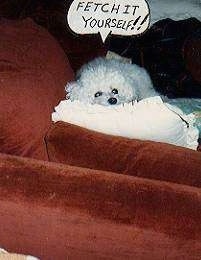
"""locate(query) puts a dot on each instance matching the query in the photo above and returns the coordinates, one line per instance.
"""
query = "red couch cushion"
(78, 146)
(33, 72)
(54, 211)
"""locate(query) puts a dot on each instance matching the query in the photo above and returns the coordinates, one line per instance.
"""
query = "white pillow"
(149, 119)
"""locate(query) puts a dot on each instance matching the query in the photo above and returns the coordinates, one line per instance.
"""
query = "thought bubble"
(120, 17)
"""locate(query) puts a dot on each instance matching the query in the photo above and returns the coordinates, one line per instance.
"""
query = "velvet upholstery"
(78, 146)
(33, 72)
(55, 211)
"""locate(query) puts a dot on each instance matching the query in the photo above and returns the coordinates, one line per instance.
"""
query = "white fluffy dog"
(110, 82)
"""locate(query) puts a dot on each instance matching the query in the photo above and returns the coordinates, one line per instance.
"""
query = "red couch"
(70, 193)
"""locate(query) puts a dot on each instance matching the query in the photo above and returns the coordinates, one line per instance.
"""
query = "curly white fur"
(113, 80)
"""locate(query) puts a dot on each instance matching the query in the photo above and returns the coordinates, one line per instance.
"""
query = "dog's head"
(103, 83)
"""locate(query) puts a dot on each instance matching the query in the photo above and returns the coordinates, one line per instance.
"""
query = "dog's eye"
(98, 94)
(115, 91)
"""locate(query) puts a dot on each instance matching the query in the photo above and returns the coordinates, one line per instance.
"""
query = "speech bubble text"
(120, 17)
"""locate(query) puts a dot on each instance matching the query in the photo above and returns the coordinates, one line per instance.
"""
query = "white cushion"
(149, 119)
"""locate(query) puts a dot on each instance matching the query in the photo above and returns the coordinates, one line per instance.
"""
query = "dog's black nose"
(112, 101)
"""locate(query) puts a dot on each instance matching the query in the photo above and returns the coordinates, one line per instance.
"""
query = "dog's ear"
(71, 87)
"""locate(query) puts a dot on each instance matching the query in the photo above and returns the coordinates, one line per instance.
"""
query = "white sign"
(121, 17)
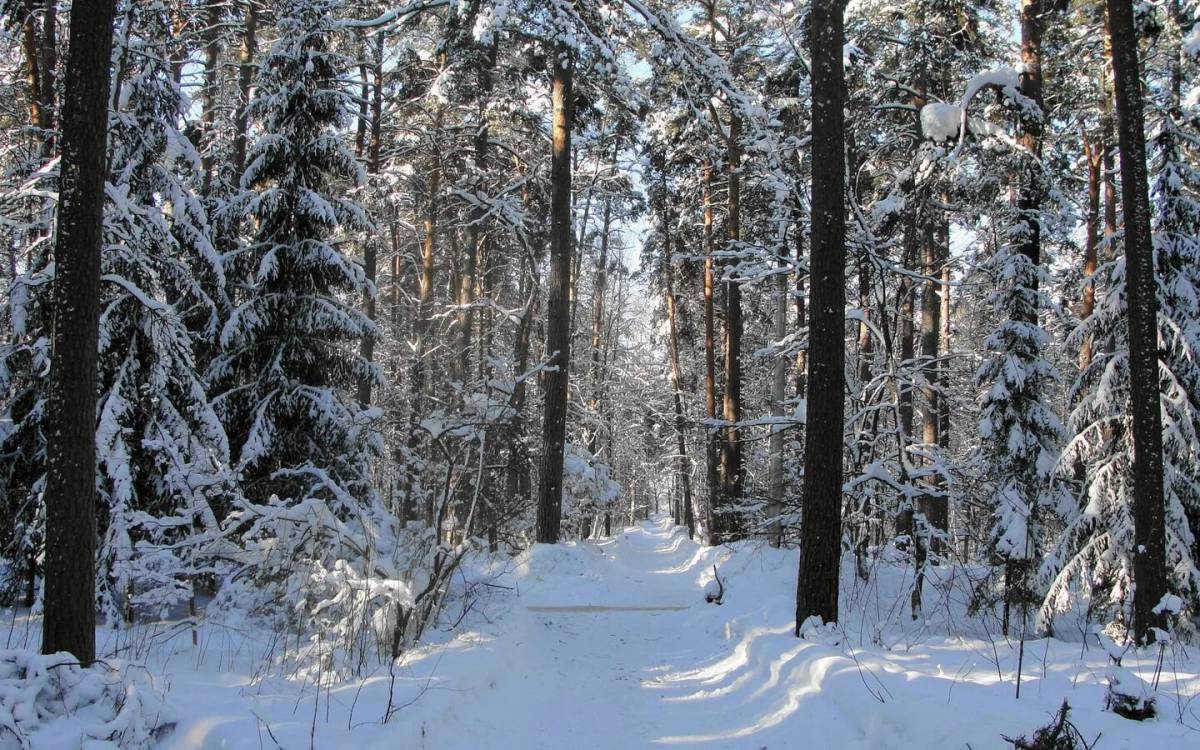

|---|

(PROBLEM REQUIREMENTS) Which lines in the entries above contain the string "white", matching case exactly? Pick out each one and copy it whole.

(SOLUTION TO THIS EXERCISE)
query = "white pillow"
query = "white fluffy dog"
query = "curly white fur"
query = "white cushion"
query = "white sign"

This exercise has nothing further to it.